=== Data supplied ===
┌──
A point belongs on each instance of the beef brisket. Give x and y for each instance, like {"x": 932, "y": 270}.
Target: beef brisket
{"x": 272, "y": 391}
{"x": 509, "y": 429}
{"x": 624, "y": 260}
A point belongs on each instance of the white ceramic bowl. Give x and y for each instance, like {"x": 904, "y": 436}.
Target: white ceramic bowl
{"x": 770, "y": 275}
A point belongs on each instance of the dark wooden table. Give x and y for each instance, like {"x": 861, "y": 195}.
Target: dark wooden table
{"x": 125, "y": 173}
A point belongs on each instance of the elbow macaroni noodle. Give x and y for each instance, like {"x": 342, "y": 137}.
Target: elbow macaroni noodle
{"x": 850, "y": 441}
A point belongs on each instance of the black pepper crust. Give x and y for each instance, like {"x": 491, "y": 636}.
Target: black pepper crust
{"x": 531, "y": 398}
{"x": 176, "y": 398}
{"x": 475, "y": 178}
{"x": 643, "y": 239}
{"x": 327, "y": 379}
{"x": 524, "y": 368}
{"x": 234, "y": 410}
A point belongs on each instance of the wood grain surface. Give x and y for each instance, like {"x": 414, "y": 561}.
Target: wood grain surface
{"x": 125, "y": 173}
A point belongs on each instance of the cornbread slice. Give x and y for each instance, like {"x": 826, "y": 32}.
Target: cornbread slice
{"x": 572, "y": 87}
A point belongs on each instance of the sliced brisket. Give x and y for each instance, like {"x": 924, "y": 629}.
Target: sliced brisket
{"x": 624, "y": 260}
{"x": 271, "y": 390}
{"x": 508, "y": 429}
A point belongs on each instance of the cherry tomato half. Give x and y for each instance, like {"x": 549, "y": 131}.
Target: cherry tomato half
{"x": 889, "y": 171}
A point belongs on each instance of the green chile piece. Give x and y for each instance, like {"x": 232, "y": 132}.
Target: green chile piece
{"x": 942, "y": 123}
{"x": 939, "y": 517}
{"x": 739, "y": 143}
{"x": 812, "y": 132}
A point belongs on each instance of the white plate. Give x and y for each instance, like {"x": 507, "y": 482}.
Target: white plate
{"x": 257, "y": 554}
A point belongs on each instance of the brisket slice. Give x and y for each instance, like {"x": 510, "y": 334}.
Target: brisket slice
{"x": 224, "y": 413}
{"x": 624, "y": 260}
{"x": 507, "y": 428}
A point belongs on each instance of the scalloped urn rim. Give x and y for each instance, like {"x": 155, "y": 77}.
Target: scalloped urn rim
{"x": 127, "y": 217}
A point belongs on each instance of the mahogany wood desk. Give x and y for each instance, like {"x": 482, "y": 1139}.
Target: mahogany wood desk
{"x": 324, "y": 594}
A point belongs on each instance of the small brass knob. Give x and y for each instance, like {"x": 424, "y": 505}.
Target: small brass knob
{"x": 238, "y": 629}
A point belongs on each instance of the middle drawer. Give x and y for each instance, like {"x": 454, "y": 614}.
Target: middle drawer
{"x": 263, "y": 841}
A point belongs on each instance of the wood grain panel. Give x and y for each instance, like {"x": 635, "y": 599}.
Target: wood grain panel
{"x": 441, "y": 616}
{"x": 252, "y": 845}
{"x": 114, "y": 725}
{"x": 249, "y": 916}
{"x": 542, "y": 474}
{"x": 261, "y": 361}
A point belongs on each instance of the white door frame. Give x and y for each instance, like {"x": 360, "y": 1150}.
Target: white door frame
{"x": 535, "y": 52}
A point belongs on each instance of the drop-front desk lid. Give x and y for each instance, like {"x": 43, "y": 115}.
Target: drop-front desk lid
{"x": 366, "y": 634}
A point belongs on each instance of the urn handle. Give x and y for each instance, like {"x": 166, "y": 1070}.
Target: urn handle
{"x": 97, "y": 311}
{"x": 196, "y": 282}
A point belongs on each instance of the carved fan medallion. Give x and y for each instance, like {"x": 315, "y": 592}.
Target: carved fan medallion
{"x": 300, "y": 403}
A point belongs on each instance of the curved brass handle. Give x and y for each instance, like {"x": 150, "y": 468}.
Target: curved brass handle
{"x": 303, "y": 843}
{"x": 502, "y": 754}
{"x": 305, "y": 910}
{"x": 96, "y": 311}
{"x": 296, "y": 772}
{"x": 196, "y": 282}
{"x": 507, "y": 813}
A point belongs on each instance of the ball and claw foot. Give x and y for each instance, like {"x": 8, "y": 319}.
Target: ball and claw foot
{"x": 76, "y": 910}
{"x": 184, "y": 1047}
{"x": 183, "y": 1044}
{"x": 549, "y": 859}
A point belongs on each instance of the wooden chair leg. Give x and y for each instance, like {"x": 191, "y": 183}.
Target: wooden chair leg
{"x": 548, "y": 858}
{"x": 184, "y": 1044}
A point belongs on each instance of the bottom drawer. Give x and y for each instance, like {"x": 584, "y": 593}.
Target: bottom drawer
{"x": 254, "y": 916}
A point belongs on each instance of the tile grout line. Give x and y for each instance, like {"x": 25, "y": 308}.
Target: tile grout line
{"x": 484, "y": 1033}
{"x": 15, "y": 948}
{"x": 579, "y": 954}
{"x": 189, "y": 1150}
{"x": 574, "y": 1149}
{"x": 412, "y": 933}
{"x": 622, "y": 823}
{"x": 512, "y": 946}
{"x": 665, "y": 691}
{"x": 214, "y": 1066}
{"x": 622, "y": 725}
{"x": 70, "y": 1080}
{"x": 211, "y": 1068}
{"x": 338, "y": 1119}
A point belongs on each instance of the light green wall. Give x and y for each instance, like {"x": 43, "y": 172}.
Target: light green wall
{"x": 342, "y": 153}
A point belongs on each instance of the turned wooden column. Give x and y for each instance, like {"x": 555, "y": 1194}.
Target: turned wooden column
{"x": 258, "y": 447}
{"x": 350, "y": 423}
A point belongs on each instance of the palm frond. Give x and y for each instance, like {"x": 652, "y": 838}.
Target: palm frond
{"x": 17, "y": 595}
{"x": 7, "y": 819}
└──
=== Aim ===
Convert everything from the line with "A point belongs on each instance of the palm" through the end of the rows into a Markdown table with the columns Line and Content. Number each line and leave out any blank ones.

=== Written answer ===
| Line | Content |
|---|---|
| 1 | A point belongs on each instance of the palm frond. Give x and y for each instance, like {"x": 652, "y": 838}. |
| 2 | Target: palm frond |
| 3 | {"x": 17, "y": 595} |
| 4 | {"x": 7, "y": 819} |